==== RECORDS SUPPLIED ====

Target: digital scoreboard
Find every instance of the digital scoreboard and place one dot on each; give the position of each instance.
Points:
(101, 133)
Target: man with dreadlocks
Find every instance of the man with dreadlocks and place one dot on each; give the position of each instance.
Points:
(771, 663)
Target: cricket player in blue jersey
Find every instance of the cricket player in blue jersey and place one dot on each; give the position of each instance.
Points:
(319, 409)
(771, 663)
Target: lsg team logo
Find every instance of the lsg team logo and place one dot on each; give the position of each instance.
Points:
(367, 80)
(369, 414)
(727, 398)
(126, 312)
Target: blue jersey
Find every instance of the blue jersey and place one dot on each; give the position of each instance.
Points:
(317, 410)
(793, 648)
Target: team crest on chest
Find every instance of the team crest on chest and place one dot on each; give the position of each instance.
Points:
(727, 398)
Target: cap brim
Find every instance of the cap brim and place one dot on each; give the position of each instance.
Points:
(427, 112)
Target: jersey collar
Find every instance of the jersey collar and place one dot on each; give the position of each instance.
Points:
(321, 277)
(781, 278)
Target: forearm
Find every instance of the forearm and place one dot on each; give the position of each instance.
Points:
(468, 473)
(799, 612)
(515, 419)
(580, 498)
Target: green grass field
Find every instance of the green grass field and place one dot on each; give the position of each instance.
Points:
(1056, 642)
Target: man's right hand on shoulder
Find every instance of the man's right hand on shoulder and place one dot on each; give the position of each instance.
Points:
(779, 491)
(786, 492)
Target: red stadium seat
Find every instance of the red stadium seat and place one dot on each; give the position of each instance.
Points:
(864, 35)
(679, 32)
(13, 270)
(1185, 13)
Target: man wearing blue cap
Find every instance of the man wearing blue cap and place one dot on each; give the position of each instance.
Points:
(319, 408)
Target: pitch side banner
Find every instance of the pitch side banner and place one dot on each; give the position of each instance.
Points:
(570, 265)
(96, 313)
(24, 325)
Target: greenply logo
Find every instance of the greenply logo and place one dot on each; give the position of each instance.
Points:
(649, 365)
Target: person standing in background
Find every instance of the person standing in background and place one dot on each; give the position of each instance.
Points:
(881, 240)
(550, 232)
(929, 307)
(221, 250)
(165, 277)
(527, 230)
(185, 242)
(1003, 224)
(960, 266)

====

● TASK: Starting from the top of the records and ending at the line that contains "Find every instance of the lsg", repeat each line exactly and return only those lines.

● ANSWER TO THIS TASK:
Target: digital scoreboard
Find every instance of the digital scoreboard and place one dot on each; give the position of each instance.
Points:
(101, 133)
Target: man with dreadlocks
Find every instance of the man with dreadlocks and place one dot on each; give the position of each instance.
Points:
(771, 663)
Target: cricket player in blue jersey
Find every instance of the cricket player in blue jersey and place one dot on each; give the position of each instance.
Points:
(319, 409)
(771, 663)
Target: lsg team logo
Find every instance of the lsg team logo and place one dot on each; give the position of each instance.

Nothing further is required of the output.